**SOURCE EXTRACT:**
------------------------
It is important to note, however, that even where the § 3142(e) presumption arises, as it does in this case, the ultimate burden to persuade the court that detention is proper remains at all times with the Government. See United States v. Palmer-Contreras, 835 F.2d 15, 17-18 (1st Cir. 1987) (per curiam) (noting that while the § 3142(e) presumption helps the Government, it "only imposes a burden of production on a defendant"; "the burden of persuasion remains with the government"); see also United States v. Agosto-Vives, 757 F. Supp. 2d 110, 113 (D.P.R. 2010) ("Notably, the burden is one of production, not persuasion."). At the least, this means that the Government cannot simply do nothing and expect the presumption to do the Government's job for it.

Nonetheless, the defendant must rebut the presumption. Because his burden is of production, not persuasion, rebuttal means simply producing "some evidence" that he is not a danger to the community or a risk of flight. United States v. Jessup, 757 F.2d 378, 384 (1st Cir. 1985) (Breyer, J.) ("In order to 'rebut' the presumption, the defendant must produce some evidence . . . . (emphasis added)). But the production of evidence does not erase the presumption; instead, the court should weigh the facts of the case before it against the facts that Congress found in creating the presumption: "the fact that Congress has found that [drug] offenders, as a general rule, pose special risks of flight." Id.; see also id. ("And, since Congress seeks only consideration of the general drug offender/flight problem, the magistrate or judge may still conclude that what is true in general is not true in the particular case before him. He is free to do so, and to release the defendant, as long as the defendant has produced some evidence and the magistrate judge has evaluated all of the evidence with Congress's view of the problem in mind." (emphasis added)). As it is described in a later case, once the defendant produces "some evidence" against the presumption, the court must still give the presumption evidentiary weight—"the amount depending on how closely the defendant's case resembles the congressional paradigm." Palmer-Contreras, 835 F.2d at 18. The evidentiary weight of the presumption is balanced with the remaining factors provided in § 3142. Id.

Basically, the "congressional paradigm" refers to "Congress's findings that drug traffickers often have the resources and foreign contacts to escape to other countries." United States v. Palmer-Contreras, 835 F.2d 15, 17 (1st Cir. 1987). Because traffickers may be able to forfeit even large bonds, they may pose particularly serious flight risks. Likewise, the presumption reminds us that defendants facing very long prison terms have particular incentives to flee.

II. The Touhy Rules

Defendant has to present evidence to rebut the presumption, and the better evidence he presents, the less heavily the presumption will weigh against him. To this end, he wants to call the Government's case agent, whose testimony, he believes, will support his claim for release. The Government has so far refused to allow the case agent to testify, either on behalf of the Government or Defendant. Below, we outline the basis for the Government's denial, as well as how the doctrine relates to detention hearings.
------------------------
**DATA SEGMENT:**
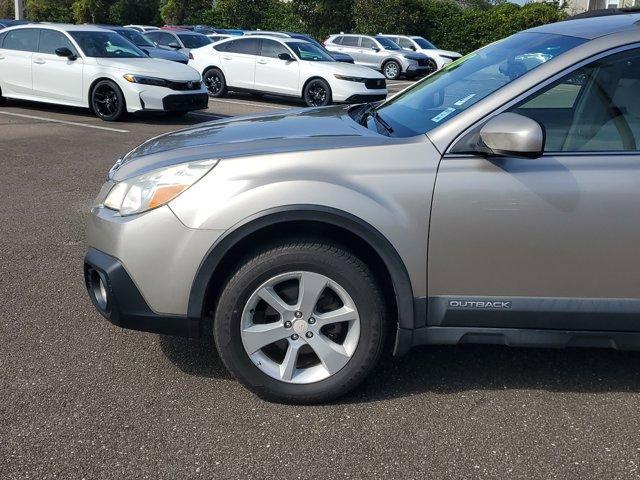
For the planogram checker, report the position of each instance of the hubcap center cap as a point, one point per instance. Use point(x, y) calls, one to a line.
------------------------
**WORK TO DO:**
**1)** From the court passage on the detention presumption, set down word for word the part that opens with the words containing "Defendant has to" and closes with "to detention hearings.".
**2)** Carry on the court passage on the detention presumption and the Touhy rules from its last sentence, writing what comes next.

**RESPONSES TO THE TASKS:**
**1)**
Defendant has to present evidence to rebut the presumption, and the better evidence he presents, the less heavily the presumption will weigh against him. To this end, he wants to call the Government's case agent, whose testimony, he believes, will support his claim for release. The Government has so far refused to allow the case agent to testify, either on behalf of the Government or Defendant. Below, we outline the basis for the Government's denial, as well as how the doctrine relates to detention hearings.

**2)**
A. The Touhy Doctrine Explained

Touhy was a federal habeas petition related to a state-court conviction. United States ex rel. Touhy v. Ragen, 340 U.S. 462, 463-64 (1952). In those proceedings, a subpoena was issued to an FBI agent requiring the production of certain documents. See id. at 464. The Government sought to quash the subpoena on the grounds that certain regulations relating to subpoenaing Department of Justice employees had not been followed. See id. Pursuant to those regulations, the FBI agent refused to testify and was held in contempt by the trial judge. See id. The Supreme Court agreed to hear the case, and it framed the question presented this way: may a subordinate of DOJ refuse to comply with a subpoena "on the ground that the subordinate is prohibited from making such submission by his superior" pursuant to a valid regulation. See id. at 467.

The Court held that the regulations were valid and that the agent properly refused to produce the papers. Id. at 468. In reaching this conclusion, the Court emphasized that, given the large amount of information in the Government's possession, procedures relating to the dissemination of that information make sense. See id. ("When one considers the variety of information contained in the files of any government department and the possibilities of harm from unrestricted disclosure in court, the usefulness, indeed the necessity, of centralizing determination as to whether the subpoenas duces tecum will willingly be obeyed or challenged is obvious."). Touhy's bottom line, then, was relatively simple: the Attorney General had a general authority to regulate how his subordinates complied with subpoenas, and a district court could not hold a subordinate in contempt for complying with those regulations.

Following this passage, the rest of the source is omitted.